• _WORK INSTRUCTIONS_
Entries follow. Return each line that contains the word "clicks".

• _DATASET RECORDS_

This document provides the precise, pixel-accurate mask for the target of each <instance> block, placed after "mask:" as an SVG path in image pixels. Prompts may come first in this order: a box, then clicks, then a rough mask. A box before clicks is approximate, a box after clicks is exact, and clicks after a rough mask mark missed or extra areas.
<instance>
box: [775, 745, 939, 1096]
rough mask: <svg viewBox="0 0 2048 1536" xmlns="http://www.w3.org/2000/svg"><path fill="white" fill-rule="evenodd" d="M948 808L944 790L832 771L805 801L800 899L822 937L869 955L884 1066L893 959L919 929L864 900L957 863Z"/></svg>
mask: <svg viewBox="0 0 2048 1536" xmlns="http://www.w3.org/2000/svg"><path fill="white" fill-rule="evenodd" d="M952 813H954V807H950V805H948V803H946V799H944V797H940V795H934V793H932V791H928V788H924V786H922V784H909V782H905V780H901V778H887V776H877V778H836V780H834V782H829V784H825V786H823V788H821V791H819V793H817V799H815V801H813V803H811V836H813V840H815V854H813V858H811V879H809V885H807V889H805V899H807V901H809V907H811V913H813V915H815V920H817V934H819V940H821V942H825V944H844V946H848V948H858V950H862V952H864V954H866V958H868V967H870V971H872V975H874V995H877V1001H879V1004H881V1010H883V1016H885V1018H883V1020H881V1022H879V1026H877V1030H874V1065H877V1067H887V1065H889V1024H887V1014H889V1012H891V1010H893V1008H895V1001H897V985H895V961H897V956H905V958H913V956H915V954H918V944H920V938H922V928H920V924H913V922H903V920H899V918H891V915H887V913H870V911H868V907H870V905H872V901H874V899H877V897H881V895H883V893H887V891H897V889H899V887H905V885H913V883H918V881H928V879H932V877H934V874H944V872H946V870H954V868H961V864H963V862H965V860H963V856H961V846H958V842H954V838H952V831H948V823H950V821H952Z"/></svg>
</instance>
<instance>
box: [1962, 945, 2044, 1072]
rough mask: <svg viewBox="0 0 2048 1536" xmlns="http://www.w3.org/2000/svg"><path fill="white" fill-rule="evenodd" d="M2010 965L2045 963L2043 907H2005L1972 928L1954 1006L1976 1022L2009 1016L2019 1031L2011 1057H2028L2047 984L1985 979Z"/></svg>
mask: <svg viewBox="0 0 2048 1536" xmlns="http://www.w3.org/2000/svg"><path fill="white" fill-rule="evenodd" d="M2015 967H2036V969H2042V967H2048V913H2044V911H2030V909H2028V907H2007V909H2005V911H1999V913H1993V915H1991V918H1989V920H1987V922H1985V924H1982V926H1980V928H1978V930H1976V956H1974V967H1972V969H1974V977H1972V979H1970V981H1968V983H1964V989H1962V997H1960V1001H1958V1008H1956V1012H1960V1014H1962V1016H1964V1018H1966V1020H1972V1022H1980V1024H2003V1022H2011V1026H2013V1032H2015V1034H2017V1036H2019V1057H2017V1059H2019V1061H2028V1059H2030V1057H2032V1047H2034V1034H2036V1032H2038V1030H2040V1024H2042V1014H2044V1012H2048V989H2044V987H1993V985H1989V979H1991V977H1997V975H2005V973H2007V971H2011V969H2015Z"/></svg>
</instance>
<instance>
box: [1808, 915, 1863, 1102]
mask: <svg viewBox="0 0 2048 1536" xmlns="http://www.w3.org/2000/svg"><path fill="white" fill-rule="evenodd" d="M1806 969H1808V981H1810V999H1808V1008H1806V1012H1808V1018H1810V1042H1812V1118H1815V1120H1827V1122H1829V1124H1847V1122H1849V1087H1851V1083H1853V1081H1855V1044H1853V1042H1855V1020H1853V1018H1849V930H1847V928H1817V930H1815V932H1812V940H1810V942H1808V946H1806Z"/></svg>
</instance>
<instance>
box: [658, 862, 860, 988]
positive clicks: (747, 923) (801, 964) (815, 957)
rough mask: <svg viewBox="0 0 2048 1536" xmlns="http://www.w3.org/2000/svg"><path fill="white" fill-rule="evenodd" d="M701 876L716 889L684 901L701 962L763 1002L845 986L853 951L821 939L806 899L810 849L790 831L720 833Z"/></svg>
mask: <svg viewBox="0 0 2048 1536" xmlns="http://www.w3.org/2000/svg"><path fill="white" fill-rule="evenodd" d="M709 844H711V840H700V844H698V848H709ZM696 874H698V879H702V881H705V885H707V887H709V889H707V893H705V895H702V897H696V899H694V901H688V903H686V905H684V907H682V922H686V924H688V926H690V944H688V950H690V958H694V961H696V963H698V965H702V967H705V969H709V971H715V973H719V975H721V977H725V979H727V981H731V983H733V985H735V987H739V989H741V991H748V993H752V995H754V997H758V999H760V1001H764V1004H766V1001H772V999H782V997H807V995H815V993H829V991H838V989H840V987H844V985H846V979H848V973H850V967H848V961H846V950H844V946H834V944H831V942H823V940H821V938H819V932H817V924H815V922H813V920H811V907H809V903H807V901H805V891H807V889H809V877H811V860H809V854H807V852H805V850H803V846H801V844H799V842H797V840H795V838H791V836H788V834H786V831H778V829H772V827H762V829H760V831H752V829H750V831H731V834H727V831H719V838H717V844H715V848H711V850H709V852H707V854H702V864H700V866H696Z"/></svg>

• _SOLUTION_
This document provides the precise, pixel-accurate mask for the target of each <instance> block, placed after "mask:" as an SVG path in image pixels. Prompts may come first in this order: a box, then clicks, then a rough mask. A box before clicks is approximate, a box after clicks is exact, and clicks after a rough mask mark missed or extra areas.
positive clicks: (747, 923) (801, 964) (815, 957)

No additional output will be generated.